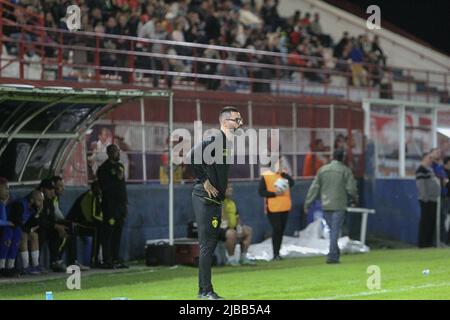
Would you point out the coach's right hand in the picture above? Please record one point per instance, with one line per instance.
(209, 188)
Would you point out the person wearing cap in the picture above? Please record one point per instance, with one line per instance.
(277, 203)
(9, 234)
(24, 214)
(111, 180)
(87, 214)
(50, 231)
(336, 188)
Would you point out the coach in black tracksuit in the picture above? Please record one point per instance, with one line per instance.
(111, 180)
(209, 192)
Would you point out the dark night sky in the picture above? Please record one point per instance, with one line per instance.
(428, 20)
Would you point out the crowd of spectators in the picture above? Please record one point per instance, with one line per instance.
(297, 41)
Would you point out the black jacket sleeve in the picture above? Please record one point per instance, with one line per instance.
(198, 168)
(75, 213)
(262, 190)
(289, 178)
(15, 213)
(47, 216)
(33, 221)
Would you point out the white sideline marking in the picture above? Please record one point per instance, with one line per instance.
(375, 292)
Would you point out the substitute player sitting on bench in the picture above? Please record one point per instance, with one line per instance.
(233, 232)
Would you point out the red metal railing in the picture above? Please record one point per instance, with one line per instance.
(253, 68)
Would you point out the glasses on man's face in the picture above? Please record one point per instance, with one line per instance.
(237, 120)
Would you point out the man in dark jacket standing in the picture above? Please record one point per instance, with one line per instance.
(429, 190)
(111, 179)
(336, 188)
(209, 192)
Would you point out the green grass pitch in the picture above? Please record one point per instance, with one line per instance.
(301, 278)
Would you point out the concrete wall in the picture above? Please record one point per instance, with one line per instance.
(397, 211)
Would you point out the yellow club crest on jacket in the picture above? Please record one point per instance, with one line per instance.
(215, 222)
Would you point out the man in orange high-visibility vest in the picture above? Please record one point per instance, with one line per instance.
(278, 204)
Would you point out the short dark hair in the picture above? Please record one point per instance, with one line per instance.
(339, 154)
(229, 109)
(47, 183)
(446, 159)
(110, 148)
(55, 179)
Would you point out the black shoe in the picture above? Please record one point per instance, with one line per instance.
(120, 266)
(10, 273)
(277, 258)
(58, 267)
(210, 296)
(107, 265)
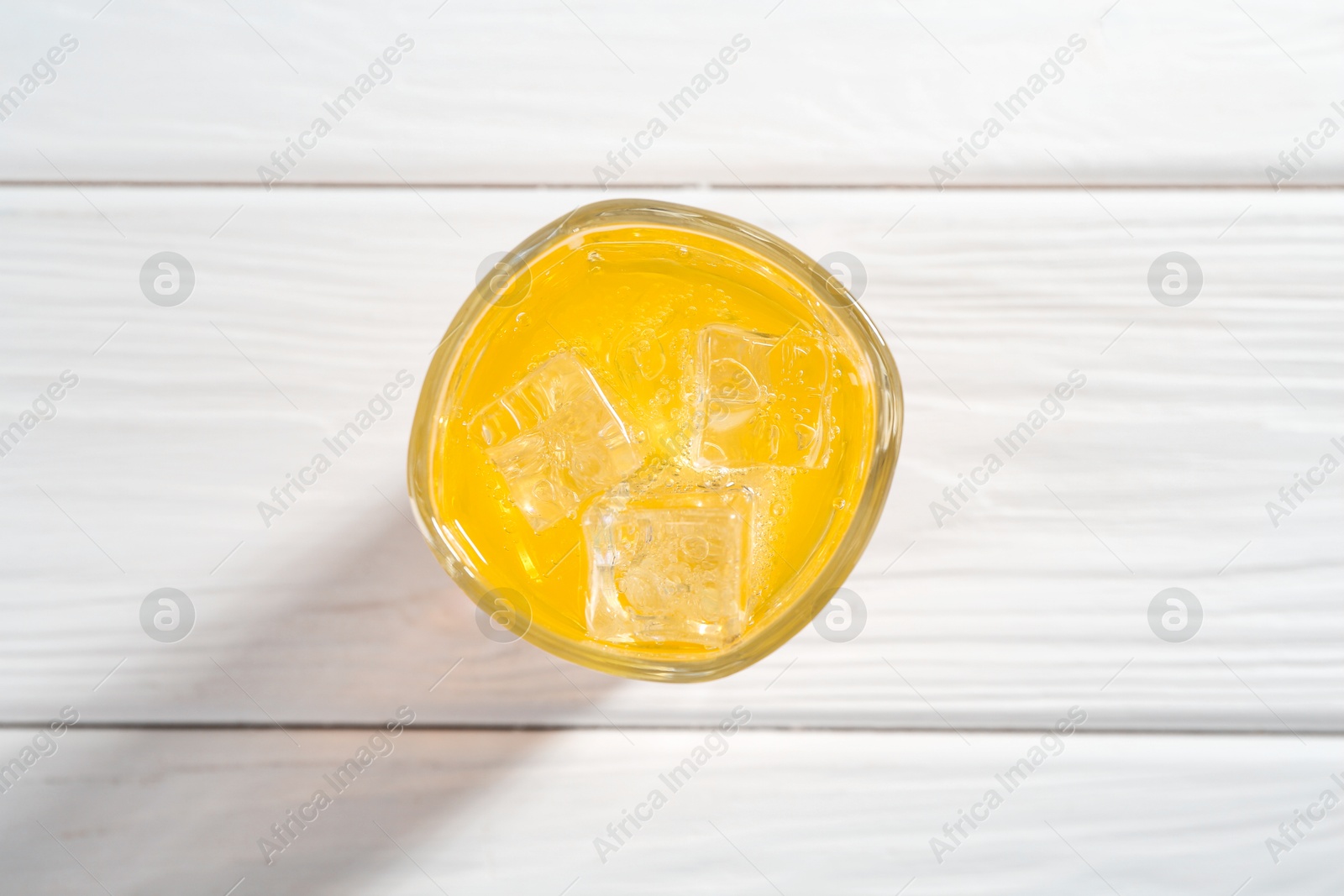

:: WHAT TO WORK ON ::
Exactly as written, give the entries above again, with no images.

:: REPLY TO THE EXERCISE ::
Would you point out the coach's right hand in the picture above? Please record one point per instance, with one line per instance.
(209, 188)
Would you point out the person wearing cap in the picture above? Please record one point per instance, with one line per instance.
(277, 203)
(9, 234)
(24, 214)
(111, 180)
(87, 214)
(50, 231)
(336, 188)
Would you point out the coach in black tracksuit in the picture above? Please record one point per instance, with one line per instance.
(111, 180)
(209, 192)
Would you point out the dark night sky in the picture above? Please record one point per instance, with one line per instance.
(428, 20)
Would you point out the crowd of spectators in the picture above? Please record one point per instance, with one line per instance.
(297, 41)
Would you point out the black jacket sleeve in the picture above? Please record one point per instance, with one line per instance.
(198, 168)
(75, 213)
(262, 190)
(289, 178)
(15, 213)
(47, 216)
(33, 221)
Would you point out the white sideline marking in the picture above? Please record one point per instance, with one line per instance.
(375, 292)
Would you point out the substitute player sitting on bench in the picture above? Please record one point per instance, with one line per instance.
(233, 232)
Would you point out the red metal railing in the picture above? Please record one point per instance, with one line per instance.
(253, 68)
Would you point out the glasses on man's face in the picture above? Please record one point per instance, with one line per instance.
(237, 120)
Would you point out the man in dark jacket standing in the picture above? Please record one point per instance, with one line per instance.
(429, 190)
(111, 179)
(336, 188)
(209, 192)
Would you point out the green grass pitch in the picture above? Please record one point per instance, with one line per instance.
(301, 278)
Would you point out the concrete wall in the picture above? Please record one point per instance, with one line per instance.
(397, 211)
Would you point out the yellow club crest on jacket in the picture above? Please record one point per instance, with one line per instance.
(215, 222)
Would you point out the man in orange high-visibility vest in the picture above? Please record one point per instance, with one line per instance.
(278, 204)
Would you point out the short dark hair in the picture above? Please record one point per instance, with one line per instance.
(339, 154)
(229, 109)
(47, 183)
(446, 159)
(110, 148)
(55, 179)
Would you point out the black shoe in the picture above? Please record one point per instance, with one line per instance.
(120, 266)
(10, 273)
(277, 258)
(58, 267)
(210, 296)
(107, 265)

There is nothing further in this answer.